TASK GOAL
Reproduce all of the data exactly.

Excerpts of location labeling data
#####

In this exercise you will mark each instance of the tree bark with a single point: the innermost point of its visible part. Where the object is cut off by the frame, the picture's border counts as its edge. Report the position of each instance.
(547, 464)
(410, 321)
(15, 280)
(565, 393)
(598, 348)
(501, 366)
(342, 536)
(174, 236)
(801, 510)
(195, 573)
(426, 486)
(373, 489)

#####

TASK RESPONSE
In this exercise you will mark each instance of the tree bark with a single point: the innermost point of its visible part. Where the object is cut off by the frame, the picture's border counts as its edge. Report the position of each instance.
(547, 464)
(410, 321)
(15, 280)
(565, 393)
(598, 348)
(501, 366)
(342, 536)
(174, 236)
(801, 510)
(195, 573)
(426, 486)
(373, 489)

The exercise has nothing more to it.